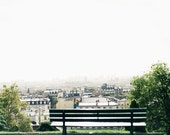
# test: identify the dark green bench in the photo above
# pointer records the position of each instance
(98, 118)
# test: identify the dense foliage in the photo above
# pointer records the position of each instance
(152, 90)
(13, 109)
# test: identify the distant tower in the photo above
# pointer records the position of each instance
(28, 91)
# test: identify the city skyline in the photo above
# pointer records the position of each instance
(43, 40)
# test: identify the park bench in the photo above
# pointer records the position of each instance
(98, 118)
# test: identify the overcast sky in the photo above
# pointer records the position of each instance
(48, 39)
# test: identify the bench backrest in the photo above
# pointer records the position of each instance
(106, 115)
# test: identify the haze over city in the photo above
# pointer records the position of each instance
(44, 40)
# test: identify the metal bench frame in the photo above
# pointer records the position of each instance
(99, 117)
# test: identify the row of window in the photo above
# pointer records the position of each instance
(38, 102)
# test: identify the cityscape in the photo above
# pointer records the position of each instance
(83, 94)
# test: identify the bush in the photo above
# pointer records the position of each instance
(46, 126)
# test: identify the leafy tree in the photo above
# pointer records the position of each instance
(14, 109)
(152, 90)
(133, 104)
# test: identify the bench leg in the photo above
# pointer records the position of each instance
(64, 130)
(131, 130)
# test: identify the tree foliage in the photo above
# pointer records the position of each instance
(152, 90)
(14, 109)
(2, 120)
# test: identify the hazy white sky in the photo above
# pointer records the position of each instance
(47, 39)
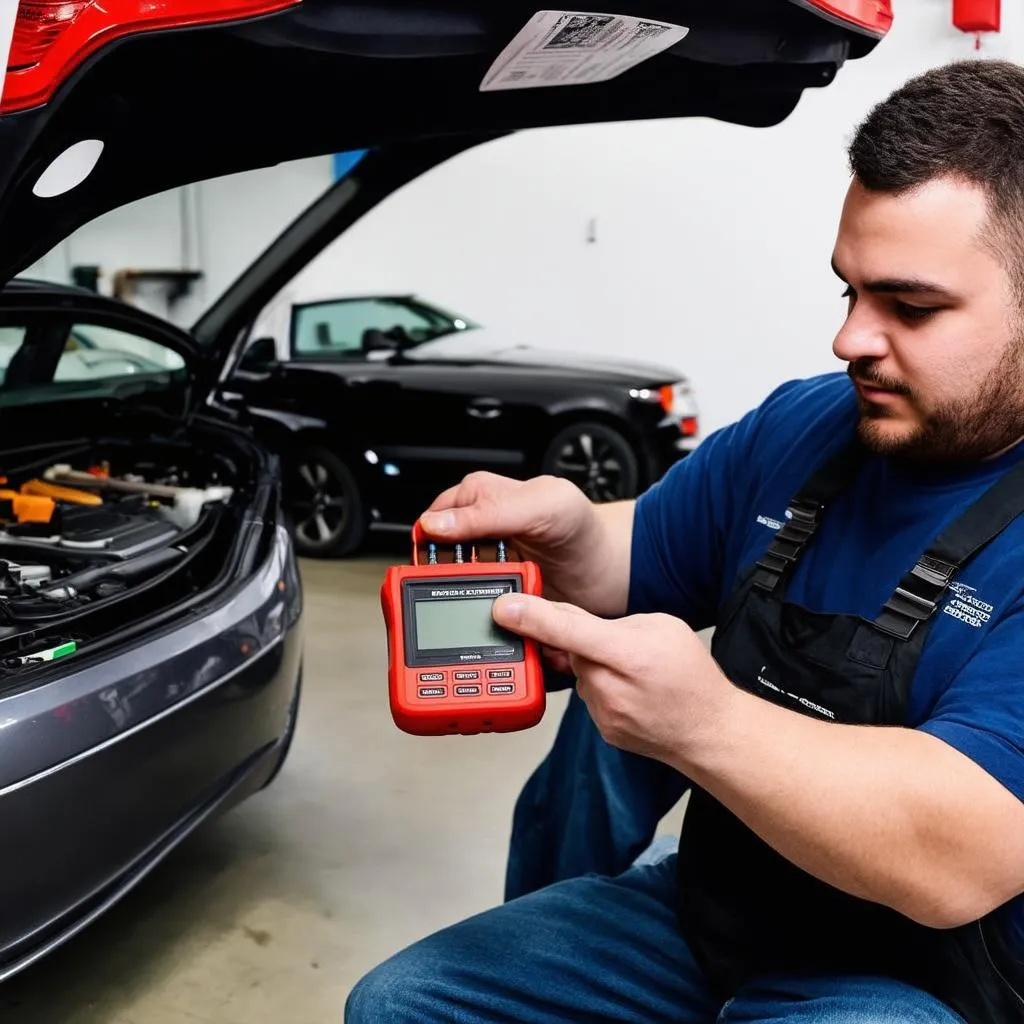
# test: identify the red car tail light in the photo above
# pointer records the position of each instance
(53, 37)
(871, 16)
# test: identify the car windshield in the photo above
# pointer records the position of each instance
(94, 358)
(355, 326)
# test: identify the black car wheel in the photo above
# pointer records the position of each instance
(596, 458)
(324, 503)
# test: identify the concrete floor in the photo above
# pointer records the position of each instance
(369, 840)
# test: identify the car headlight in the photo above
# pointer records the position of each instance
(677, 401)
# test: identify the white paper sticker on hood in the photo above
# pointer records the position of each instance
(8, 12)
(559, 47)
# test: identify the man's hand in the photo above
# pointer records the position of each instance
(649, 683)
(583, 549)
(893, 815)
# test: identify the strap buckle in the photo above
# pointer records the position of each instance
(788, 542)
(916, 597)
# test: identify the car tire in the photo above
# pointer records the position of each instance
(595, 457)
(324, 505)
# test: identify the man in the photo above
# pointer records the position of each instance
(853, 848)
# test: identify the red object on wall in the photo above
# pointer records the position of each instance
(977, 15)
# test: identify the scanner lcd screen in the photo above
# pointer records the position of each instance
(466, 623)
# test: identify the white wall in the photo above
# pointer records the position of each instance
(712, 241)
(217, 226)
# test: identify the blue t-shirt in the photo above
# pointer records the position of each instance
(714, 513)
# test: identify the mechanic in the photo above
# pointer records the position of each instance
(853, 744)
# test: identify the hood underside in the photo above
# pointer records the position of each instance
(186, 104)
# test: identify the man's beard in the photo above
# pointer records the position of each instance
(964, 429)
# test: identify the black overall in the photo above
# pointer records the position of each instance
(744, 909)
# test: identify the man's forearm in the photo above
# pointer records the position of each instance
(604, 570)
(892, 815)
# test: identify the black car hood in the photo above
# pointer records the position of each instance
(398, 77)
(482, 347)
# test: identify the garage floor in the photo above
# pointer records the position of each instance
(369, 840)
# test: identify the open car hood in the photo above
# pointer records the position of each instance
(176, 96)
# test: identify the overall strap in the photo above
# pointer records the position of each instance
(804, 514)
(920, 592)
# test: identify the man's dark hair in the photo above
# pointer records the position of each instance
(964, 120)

———

> [Task instructions] Return every line of the listing above verbatim, leaving out the pictures.

> [Output for this exercise]
# test: identify the dark green bench in the photo above
# pointer records the position of each instance
(98, 118)
# test: identify the dense foliage in the photo above
# pointer records the position of each instance
(152, 90)
(13, 109)
# test: identify the distant tower in the photo above
# pointer records the position of each instance
(28, 91)
# test: identify the city skyline in the photo above
# pointer records the position of each instance
(43, 40)
# test: identify the park bench in the photo above
# pointer records the position of each instance
(98, 118)
# test: identify the overcast sky in the photo above
# pointer records the position of each instance
(48, 39)
# test: identify the bench backrest in the photo above
# pointer records the position of each instance
(106, 115)
# test: identify the haze over city in the photo above
# pointer records the position of each instance
(44, 40)
# test: identify the metal bench frame in the photo above
# pointer records the position of each instance
(99, 117)
# test: identify the row of window in the photo above
# pointer records the position of each instance
(38, 102)
# test: identify the cityscape in the photo above
# pointer records the position of each instance
(83, 94)
# test: identify the bush in the photo above
# pointer records the position of each instance
(46, 126)
# test: identify the leafy tree in the photo above
# pointer records the position of each instance
(14, 109)
(152, 90)
(133, 104)
# test: identify the bench leg in the photo above
# pointer records the position of each instance
(64, 130)
(131, 130)
# test: identify the tree foliage in the photo above
# pointer records the position of each instance
(152, 90)
(14, 109)
(2, 120)
# test: identify the hazy white sky in the photo above
# pointer records the position of each instance
(47, 39)
# test: identify the red car tail light in the photo above
# pointer records the position of each instance
(53, 37)
(871, 16)
# test: identify the car windshield in the photo above
# pointer records the position of each instance
(94, 358)
(355, 326)
# test: identify the black car wheel in the photo above
# pointer records the position of each instance
(596, 458)
(324, 503)
# test: identify the concrete floor in the photo above
# pointer records the position of each instance
(369, 840)
# test: identify the car headlight in the photo above
# pointer records the position of each instance
(677, 401)
# test: identify the white paper sticker on hood in the photo above
# pointer records the position of each instance
(8, 12)
(559, 47)
# test: identify the man's hand in the photo above
# pointer records the position of each instance
(649, 683)
(583, 549)
(893, 815)
# test: identify the strap buckle in the photo above
# pointer records the position of each instance
(788, 542)
(916, 597)
# test: identify the car tire in the photo above
# pointer records the position of each instance
(595, 457)
(324, 505)
# test: identify the man in the photo above
# pointer records the position of each instance
(853, 848)
# test: identify the red object on wall in the photo above
# pointer records the position of each instance
(977, 15)
# test: identify the scanner lcd screen in the photo above
# pointer records the position of each instance
(466, 623)
# test: identify the white wall in the photo above
# pointer records the position of each instance
(712, 241)
(217, 226)
# test: identify the blue t-shirt in the photo above
# pointer records the position of each instance
(714, 513)
# test: identify the mechanic in the photo above
# pointer records the position of each instance
(853, 744)
# test: identify the hood underside in the photo above
# pointer records the position of each instance
(186, 104)
# test: identify the man's beard in the photo above
# pointer records the position of each instance
(964, 429)
# test: identify the black overall in the photo above
# pointer records the position of each instance
(744, 909)
# test: identify the man's forearm in the photo above
# pointer records the position of each instance
(604, 570)
(892, 815)
# test: identify the black car hood in the photo above
# pointer records the position of each instance
(398, 77)
(482, 347)
# test: identify the garage floor in the photo above
# pointer records the position of each instance
(369, 840)
# test: identify the open car hood in the photo above
# pointer records the position of each instance
(176, 96)
# test: identify the overall strap in the photo above
# pointer records the position of each instance
(804, 514)
(920, 592)
# test: identify the man's dark hair in the photo above
# pointer records the position of each instance
(964, 120)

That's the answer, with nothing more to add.